**What needs to be done**: Print the line containing "of the cloudy" and each line after it through the end, please, with nothing added.

**Task inputs**:
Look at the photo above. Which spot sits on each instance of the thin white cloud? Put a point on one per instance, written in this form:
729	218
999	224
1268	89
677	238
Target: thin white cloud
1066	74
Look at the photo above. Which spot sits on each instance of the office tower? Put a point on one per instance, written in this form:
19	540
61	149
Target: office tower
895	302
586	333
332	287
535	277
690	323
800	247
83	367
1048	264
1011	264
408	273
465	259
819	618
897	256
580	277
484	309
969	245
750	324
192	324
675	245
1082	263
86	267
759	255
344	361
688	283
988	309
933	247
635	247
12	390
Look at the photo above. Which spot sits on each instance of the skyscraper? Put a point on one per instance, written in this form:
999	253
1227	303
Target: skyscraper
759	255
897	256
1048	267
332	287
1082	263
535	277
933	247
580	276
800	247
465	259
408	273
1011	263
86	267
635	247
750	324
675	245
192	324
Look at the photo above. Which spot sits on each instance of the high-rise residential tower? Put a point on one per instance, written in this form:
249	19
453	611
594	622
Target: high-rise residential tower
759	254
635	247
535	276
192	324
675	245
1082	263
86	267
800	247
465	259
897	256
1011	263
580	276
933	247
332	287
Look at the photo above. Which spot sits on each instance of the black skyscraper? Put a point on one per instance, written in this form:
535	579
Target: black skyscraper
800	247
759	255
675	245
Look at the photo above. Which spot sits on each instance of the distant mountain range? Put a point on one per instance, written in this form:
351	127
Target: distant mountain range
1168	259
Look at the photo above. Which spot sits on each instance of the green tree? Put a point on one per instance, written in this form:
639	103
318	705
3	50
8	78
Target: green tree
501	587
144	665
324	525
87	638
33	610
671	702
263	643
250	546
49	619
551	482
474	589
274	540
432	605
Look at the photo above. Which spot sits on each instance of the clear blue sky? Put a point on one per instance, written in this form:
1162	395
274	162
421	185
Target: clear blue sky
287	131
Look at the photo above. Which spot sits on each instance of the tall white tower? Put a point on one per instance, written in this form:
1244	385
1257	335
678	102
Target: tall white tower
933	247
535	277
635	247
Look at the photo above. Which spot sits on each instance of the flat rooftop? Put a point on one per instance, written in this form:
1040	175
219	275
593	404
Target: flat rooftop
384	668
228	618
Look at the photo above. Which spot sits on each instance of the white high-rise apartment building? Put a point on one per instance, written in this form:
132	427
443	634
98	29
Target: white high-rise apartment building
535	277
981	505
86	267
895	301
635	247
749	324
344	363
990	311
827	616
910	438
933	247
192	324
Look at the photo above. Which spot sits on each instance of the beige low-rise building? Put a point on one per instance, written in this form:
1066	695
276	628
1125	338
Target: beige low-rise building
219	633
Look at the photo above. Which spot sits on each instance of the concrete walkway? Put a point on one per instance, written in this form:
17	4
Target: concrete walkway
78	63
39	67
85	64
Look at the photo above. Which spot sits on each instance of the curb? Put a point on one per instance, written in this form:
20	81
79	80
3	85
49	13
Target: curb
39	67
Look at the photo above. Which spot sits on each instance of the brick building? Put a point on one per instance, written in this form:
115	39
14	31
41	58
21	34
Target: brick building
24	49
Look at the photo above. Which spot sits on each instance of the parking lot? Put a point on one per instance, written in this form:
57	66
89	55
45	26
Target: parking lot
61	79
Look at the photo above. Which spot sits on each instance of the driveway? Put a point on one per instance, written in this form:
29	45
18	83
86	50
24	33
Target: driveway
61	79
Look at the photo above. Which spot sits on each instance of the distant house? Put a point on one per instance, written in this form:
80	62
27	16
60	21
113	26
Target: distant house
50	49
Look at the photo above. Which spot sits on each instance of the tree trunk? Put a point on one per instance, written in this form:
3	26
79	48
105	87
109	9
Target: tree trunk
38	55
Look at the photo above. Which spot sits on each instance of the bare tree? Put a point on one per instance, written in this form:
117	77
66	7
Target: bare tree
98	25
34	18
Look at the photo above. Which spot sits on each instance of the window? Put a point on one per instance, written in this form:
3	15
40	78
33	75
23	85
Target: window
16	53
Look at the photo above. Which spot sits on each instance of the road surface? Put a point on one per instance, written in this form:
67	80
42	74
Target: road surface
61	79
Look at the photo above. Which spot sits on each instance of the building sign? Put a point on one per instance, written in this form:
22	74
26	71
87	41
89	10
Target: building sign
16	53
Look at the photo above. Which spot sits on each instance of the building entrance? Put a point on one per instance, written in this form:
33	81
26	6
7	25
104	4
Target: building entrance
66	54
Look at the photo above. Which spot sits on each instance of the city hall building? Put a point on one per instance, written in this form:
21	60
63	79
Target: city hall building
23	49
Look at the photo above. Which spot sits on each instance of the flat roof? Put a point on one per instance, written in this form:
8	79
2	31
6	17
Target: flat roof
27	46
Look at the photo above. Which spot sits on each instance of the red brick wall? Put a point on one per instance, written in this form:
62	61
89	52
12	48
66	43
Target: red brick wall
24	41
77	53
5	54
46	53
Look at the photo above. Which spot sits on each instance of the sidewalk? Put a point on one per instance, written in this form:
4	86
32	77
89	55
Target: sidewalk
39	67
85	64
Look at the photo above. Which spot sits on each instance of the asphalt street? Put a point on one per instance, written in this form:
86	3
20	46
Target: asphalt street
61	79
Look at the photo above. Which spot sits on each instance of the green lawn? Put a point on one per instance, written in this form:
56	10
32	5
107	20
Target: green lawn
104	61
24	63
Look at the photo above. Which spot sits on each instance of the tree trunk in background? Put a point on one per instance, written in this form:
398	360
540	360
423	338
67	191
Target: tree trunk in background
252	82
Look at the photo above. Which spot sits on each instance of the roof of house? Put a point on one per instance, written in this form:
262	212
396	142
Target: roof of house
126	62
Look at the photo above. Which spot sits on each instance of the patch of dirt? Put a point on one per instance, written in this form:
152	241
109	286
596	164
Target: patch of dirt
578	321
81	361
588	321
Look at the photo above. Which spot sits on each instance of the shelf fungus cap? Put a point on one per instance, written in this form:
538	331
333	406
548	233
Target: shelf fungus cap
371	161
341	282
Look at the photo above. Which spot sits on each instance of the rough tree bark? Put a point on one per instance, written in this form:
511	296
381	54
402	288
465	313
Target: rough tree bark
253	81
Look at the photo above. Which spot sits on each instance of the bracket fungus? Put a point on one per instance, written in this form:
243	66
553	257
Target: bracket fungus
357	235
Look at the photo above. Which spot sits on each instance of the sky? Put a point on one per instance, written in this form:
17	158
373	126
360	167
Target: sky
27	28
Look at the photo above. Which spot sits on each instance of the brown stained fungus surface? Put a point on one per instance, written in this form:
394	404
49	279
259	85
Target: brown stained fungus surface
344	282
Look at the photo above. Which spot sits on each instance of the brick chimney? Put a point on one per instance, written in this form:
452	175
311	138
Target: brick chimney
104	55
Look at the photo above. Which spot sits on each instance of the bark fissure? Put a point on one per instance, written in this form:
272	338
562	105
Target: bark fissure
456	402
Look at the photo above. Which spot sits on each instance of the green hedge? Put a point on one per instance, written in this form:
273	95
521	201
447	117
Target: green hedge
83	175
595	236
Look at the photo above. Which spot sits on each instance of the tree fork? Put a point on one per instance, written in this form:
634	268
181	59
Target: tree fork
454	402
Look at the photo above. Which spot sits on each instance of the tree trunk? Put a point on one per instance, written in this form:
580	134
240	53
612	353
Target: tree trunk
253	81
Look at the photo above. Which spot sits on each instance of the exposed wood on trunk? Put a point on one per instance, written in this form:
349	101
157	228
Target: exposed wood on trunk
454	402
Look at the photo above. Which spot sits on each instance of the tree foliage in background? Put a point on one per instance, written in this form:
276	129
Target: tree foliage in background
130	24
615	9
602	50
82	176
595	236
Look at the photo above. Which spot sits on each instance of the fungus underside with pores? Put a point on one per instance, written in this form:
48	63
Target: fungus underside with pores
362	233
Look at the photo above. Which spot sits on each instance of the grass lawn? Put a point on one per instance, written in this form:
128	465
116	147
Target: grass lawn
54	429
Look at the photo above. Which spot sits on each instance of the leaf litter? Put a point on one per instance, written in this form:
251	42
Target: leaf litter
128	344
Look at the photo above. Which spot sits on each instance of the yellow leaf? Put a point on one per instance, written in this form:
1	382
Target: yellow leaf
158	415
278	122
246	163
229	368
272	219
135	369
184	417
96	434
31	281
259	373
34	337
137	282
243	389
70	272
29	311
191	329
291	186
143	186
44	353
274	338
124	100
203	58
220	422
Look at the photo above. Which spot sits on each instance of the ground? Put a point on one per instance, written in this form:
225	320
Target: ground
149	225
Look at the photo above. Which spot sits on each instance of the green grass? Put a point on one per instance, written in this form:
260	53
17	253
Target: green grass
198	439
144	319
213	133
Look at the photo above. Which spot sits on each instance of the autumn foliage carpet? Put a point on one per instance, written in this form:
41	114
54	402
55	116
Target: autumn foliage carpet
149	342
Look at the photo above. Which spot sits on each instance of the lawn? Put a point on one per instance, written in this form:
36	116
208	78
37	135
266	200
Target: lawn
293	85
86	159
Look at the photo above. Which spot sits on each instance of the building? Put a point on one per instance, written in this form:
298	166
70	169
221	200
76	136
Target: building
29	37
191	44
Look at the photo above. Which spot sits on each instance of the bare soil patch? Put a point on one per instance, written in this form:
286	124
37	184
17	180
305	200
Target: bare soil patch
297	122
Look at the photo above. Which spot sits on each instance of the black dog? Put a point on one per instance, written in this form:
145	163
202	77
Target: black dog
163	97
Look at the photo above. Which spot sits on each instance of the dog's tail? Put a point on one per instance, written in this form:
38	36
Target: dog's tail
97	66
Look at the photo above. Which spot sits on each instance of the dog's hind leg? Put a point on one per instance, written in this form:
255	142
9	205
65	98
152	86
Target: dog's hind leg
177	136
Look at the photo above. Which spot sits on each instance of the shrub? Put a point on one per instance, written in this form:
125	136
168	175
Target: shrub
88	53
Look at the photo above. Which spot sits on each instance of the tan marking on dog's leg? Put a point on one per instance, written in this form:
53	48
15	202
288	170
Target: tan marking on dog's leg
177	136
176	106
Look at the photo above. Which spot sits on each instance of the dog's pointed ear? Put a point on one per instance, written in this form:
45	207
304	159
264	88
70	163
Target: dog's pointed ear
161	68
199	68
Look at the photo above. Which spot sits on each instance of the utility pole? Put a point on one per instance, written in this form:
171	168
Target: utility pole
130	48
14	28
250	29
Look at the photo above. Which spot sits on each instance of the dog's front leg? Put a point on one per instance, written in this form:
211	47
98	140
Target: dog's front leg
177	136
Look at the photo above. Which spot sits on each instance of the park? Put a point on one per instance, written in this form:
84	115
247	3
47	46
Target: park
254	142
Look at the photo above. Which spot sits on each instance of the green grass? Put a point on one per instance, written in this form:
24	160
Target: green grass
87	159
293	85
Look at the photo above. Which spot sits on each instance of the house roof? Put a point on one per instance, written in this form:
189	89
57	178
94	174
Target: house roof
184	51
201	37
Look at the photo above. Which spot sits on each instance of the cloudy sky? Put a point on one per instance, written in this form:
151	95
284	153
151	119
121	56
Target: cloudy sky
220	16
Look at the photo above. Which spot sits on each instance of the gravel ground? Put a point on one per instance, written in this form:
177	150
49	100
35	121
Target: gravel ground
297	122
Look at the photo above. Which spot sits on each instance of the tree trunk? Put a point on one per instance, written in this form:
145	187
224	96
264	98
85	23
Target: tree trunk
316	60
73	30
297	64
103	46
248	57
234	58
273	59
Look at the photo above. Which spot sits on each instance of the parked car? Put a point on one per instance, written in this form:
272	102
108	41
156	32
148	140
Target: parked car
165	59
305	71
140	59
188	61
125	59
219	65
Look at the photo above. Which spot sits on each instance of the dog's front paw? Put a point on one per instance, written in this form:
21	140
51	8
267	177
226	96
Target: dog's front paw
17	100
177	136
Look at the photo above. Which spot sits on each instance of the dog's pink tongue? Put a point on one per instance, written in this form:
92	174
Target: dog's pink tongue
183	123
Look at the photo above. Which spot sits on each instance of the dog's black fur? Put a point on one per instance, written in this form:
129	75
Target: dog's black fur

**Solution to this exercise**:
Look at the photo above. Which spot sits on each instance of the cloudy sky? Put a point on one per instance, written in this form:
151	95
284	153
151	119
121	56
Target: cloudy sky
220	16
Look at the photo above. Which spot sits on each instance of the gravel ground? Put a point on one per instance, written in this form:
177	150
49	100
35	121
Target: gravel ground
297	122
Look at the photo above. Which spot sits on each instance of the tree trunk? Put a point on one per instance, written in this form:
145	187
224	96
264	98
85	23
Target: tree trunk
316	60
73	30
297	64
103	46
248	57
234	58
273	59
Look at the photo above. Which spot sits on each instance of the parked car? Put a point on one per instance, written in this form:
272	102
108	41
156	32
148	140
Target: parked car
165	59
305	71
140	59
188	61
125	59
219	65
Look at the photo above. Which spot sits on each instance of the dog's front paw? Put a point on one per instance, written in this form:
21	140
51	8
267	177
226	96
Target: dog's front paw
17	100
177	136
Look at the photo above. Which spot sits on each instance of the dog's pink tongue? Put a point on one per instance, written in this form:
92	174
Target: dog's pink tongue
183	123
Look at the photo above. Which spot sits on each instance of the dog's black fur? Put a point on one per instance, written in this form:
129	75
Target: dog's black fur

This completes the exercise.